● **Aim of the exercise**:
Reproduce the listing exactly, please, with every line intact.

● **Task data**:
== Segment start ==

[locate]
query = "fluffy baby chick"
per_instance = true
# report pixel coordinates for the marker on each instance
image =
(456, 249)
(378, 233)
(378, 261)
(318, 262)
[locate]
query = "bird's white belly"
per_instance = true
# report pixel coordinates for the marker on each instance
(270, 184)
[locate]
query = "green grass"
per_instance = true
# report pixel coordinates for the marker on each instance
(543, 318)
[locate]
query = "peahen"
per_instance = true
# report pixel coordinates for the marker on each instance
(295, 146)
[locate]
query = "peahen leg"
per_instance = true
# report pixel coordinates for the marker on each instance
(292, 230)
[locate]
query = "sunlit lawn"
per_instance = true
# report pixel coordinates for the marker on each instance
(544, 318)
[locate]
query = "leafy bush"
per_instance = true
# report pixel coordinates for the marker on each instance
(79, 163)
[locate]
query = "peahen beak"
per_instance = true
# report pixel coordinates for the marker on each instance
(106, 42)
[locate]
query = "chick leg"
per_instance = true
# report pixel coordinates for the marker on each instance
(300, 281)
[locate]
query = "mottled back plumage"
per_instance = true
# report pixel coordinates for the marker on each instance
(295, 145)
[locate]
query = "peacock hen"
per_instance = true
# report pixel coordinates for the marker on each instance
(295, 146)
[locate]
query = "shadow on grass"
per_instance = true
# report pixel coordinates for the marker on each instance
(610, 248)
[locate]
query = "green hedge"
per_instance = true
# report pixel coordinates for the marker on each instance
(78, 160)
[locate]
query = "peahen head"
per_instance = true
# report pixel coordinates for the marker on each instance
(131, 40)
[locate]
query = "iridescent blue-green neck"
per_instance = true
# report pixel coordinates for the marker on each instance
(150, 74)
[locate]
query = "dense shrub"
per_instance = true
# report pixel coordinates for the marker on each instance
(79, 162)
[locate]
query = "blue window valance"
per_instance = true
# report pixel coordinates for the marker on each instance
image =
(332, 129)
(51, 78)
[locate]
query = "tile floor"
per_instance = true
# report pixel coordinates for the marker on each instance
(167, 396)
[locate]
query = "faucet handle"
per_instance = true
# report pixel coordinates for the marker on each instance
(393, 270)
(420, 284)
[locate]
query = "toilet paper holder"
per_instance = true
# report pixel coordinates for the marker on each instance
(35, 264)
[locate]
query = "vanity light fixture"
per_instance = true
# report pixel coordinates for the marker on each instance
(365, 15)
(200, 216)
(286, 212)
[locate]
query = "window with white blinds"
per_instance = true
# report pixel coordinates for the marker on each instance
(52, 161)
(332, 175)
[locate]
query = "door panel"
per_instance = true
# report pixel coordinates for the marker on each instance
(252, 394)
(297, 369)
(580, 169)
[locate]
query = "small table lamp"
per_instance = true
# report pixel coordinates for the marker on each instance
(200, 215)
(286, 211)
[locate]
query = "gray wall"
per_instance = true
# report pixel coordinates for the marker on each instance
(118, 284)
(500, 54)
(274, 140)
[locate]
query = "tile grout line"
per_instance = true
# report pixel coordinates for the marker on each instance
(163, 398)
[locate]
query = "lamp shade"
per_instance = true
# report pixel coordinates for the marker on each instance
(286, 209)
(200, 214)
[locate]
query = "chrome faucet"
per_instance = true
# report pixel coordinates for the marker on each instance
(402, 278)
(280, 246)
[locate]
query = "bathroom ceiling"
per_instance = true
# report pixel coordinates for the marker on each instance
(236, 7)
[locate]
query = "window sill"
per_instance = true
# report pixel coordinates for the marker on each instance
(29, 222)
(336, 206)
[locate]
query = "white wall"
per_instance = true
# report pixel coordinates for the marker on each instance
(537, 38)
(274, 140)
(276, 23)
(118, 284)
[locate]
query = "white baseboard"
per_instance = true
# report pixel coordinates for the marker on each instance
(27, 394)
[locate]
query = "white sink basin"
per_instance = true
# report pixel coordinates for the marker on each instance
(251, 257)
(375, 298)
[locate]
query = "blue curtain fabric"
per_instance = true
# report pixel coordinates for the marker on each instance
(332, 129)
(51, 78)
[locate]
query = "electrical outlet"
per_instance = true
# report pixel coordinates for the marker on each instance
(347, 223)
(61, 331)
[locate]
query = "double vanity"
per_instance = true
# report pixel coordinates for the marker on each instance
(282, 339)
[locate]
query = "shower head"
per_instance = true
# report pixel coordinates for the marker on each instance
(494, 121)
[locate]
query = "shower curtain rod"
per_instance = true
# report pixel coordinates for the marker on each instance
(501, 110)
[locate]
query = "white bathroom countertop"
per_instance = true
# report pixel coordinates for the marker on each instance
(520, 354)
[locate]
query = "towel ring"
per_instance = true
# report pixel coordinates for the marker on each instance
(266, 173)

== Segment end ==

● **Answer to the exercise**:
[locate]
query = "fluffy baby chick"
per_instance = true
# report pixel coordinates for the marker on each instance
image =
(456, 249)
(378, 233)
(378, 261)
(318, 262)
[locate]
query = "bird's white belly"
per_instance = true
# report pixel coordinates for the marker on each instance
(270, 184)
[locate]
query = "green grass"
per_instance = true
# report pixel coordinates for the marker on each instance
(543, 318)
[locate]
query = "peahen"
per_instance = true
# report pixel coordinates for the marker on each instance
(295, 146)
[locate]
query = "peahen leg"
per_instance = true
# report pixel coordinates for the marker on each instance
(292, 230)
[locate]
query = "sunlit lawn"
per_instance = true
# report pixel coordinates for the marker on each instance
(544, 318)
[locate]
query = "leafy bush"
per_instance = true
# report pixel coordinates for the marker on each instance
(79, 163)
[locate]
query = "peahen beak"
per_instance = true
# report pixel coordinates for the marker on each instance
(106, 42)
[locate]
query = "chick leg"
per_instance = true
# report pixel coordinates for the marker on each instance
(300, 281)
[locate]
query = "mottled back plumage"
per_instance = true
# report pixel coordinates for the marker on each instance
(295, 145)
[locate]
query = "peacock hen"
per_instance = true
# report pixel coordinates for the marker on each instance
(295, 146)
[locate]
query = "shadow on grass"
per_instance = true
# report pixel coordinates for the marker on each instance
(610, 248)
[locate]
query = "green hedge"
per_instance = true
# report pixel coordinates for the marker on each instance
(78, 160)
[locate]
query = "peahen head"
per_instance = true
# report pixel coordinates for the marker on each instance
(131, 40)
[locate]
query = "iridescent blue-green neck"
per_instance = true
# report pixel coordinates for the marker on each instance
(150, 74)
[locate]
query = "dense shrub"
per_instance = true
# report pixel coordinates for the marker on each instance
(79, 162)
[locate]
query = "blue window valance"
per_instance = true
# report pixel coordinates for the marker on each instance
image =
(332, 129)
(51, 78)
[locate]
query = "tile floor"
per_instance = true
# report pixel coordinates for the marker on each instance
(167, 396)
[locate]
query = "faucet handle"
per_instance = true
# report pixel coordinates for the marker on each instance
(393, 270)
(420, 284)
[locate]
query = "toilet paper holder"
per_instance = true
# report pixel coordinates for the marker on each instance
(35, 264)
[locate]
query = "vanity light fixture"
per_instance = true
# report pixel coordinates for the marker on each instance
(365, 15)
(200, 216)
(286, 212)
[locate]
query = "window with white blinds"
per_instance = true
# report pixel coordinates for the marker on each instance
(52, 161)
(332, 175)
[locate]
query = "door panel"
per_instance = true
# report pixel coordinates for the marker on each instance
(252, 394)
(297, 369)
(580, 169)
[locate]
query = "small table lamp"
per_instance = true
# report pixel coordinates for the marker on each instance
(200, 215)
(286, 211)
[locate]
query = "gray wall"
per_instance = true
# report pixel coordinates for the marker on each instance
(118, 284)
(500, 54)
(274, 140)
[locate]
query = "tile grout line"
per_instance = true
# report pixel coordinates for the marker on each instance
(163, 398)
[locate]
query = "lamp shade"
per_instance = true
# report pixel coordinates for the marker on each instance
(286, 209)
(200, 214)
[locate]
query = "chrome faucet"
per_instance = true
# report pixel coordinates for the marker on each instance
(402, 278)
(280, 246)
[locate]
query = "bathroom ceiling"
per_instance = true
# report pixel coordinates for the marker on each instance
(236, 7)
[locate]
query = "window sill"
per_instance = true
# report pixel coordinates for the marker on each instance
(29, 222)
(336, 206)
[locate]
query = "white wall"
per_instance = true
# report pixel coordinates for the marker on each instance
(537, 38)
(274, 140)
(276, 23)
(118, 284)
[locate]
query = "white baseboard"
per_instance = true
# report pixel coordinates for the marker on each instance
(27, 394)
[locate]
query = "white sink basin"
per_instance = true
# report pixel coordinates for the marker on each instance
(251, 257)
(375, 298)
[locate]
query = "blue curtain fabric"
per_instance = true
# report pixel coordinates for the marker on each instance
(332, 129)
(51, 78)
[locate]
query = "electrical outlet"
per_instance = true
# report pixel coordinates for the marker on each instance
(347, 223)
(61, 331)
[locate]
query = "double vanity"
per_instance = true
# report pixel coordinates for the marker on each instance
(282, 339)
[locate]
query = "shower head"
per_instance = true
# report pixel coordinates for the marker on each instance
(494, 121)
[locate]
query = "shower curtain rod"
per_instance = true
# report pixel coordinates for the marker on each instance
(501, 110)
[locate]
query = "white bathroom countertop"
per_instance = true
# report pixel coordinates for the marker on each instance
(520, 354)
[locate]
query = "towel ring"
per_instance = true
# report pixel coordinates for the marker on each instance
(266, 173)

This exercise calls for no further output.